Please rewrite everything from the line containing "Objective — one pin per instance of the fire truck" down to the end of the records, replacing "car door" with "vehicle door" and leaving all else unchanged.
-- Begin Available records --
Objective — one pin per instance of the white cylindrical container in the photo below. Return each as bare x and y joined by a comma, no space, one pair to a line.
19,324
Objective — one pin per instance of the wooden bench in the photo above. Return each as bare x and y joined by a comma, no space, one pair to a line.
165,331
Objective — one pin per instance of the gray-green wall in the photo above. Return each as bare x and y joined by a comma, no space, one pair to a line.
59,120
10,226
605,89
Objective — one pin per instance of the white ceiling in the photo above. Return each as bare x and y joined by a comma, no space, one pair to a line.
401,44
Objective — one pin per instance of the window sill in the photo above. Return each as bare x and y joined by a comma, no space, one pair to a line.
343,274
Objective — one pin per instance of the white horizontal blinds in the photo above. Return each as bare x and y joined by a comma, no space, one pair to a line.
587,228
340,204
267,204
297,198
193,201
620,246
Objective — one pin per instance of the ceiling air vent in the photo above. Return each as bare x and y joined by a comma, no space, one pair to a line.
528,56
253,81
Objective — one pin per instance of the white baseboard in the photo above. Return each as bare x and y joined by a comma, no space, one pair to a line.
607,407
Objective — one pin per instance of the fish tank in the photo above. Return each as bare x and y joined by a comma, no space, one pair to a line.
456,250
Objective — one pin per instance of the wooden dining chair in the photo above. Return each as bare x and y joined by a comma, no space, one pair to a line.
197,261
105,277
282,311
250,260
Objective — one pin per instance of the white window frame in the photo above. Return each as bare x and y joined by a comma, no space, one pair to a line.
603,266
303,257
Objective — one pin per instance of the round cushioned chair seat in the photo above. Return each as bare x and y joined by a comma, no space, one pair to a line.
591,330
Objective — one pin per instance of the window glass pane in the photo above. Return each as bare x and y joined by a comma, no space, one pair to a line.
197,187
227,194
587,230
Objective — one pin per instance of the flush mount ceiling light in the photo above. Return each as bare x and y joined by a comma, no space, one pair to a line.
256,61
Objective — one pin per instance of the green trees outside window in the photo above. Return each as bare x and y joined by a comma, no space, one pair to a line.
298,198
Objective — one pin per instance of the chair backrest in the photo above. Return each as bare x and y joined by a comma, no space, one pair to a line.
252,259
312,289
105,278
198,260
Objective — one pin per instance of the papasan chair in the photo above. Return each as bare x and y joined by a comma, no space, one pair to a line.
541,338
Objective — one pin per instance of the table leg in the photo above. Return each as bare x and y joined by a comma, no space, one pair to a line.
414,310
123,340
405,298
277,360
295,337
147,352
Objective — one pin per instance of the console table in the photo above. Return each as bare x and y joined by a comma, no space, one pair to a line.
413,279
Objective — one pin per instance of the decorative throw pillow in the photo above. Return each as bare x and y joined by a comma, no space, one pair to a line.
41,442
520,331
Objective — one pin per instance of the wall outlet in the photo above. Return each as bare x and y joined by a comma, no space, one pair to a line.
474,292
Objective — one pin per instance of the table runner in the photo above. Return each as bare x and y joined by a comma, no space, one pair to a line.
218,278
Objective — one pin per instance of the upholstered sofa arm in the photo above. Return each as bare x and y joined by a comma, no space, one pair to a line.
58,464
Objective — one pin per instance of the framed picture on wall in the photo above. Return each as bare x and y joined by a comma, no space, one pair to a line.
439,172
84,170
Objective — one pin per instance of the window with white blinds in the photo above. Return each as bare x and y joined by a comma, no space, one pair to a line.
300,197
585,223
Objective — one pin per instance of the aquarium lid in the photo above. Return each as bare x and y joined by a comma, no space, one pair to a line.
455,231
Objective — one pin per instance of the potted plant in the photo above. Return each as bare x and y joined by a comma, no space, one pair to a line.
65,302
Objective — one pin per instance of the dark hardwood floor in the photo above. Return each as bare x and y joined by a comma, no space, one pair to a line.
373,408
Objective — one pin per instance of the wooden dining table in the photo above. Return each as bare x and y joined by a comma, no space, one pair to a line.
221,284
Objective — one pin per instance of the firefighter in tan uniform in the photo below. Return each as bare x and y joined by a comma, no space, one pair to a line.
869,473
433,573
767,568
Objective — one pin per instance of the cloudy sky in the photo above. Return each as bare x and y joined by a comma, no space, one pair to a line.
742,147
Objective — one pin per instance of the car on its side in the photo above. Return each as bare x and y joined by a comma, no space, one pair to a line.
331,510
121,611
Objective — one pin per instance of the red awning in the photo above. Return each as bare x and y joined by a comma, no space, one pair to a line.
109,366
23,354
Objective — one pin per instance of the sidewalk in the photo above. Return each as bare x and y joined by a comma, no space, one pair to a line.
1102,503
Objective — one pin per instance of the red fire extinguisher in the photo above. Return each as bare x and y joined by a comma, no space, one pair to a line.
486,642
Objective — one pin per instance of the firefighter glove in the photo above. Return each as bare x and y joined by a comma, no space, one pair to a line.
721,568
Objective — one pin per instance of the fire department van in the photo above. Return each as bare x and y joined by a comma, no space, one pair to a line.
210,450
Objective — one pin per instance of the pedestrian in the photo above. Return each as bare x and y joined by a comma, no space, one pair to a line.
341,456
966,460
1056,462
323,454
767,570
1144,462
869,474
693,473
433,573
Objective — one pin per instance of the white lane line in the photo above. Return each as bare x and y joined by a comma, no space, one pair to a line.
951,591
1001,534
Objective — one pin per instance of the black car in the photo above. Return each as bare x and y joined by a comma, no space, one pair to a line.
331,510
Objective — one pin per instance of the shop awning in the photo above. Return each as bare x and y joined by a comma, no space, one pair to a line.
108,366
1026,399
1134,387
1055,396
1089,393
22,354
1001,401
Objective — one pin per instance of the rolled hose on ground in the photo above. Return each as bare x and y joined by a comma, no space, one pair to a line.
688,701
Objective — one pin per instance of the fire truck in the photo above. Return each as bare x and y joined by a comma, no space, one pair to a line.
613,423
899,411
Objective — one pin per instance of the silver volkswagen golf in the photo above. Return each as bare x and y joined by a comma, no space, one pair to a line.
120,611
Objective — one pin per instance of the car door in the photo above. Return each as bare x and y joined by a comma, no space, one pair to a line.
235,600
-- End Available records --
Solution for this task ::
Objective — one pin per instance of the fire truck in the photo above. Return each as bare x and y joined by a comma, no space, one pair to a line.
613,423
899,411
Objective — one pin per instance of the silver volkswagen golf in the photo above. Return each as bare x and y joined by a comma, no space, one pair to a line.
120,611
Objective — one pin per instance of the vehicle door in the photo above. Return each as bare x and y joined by a comma, no space, one pair to a line.
235,600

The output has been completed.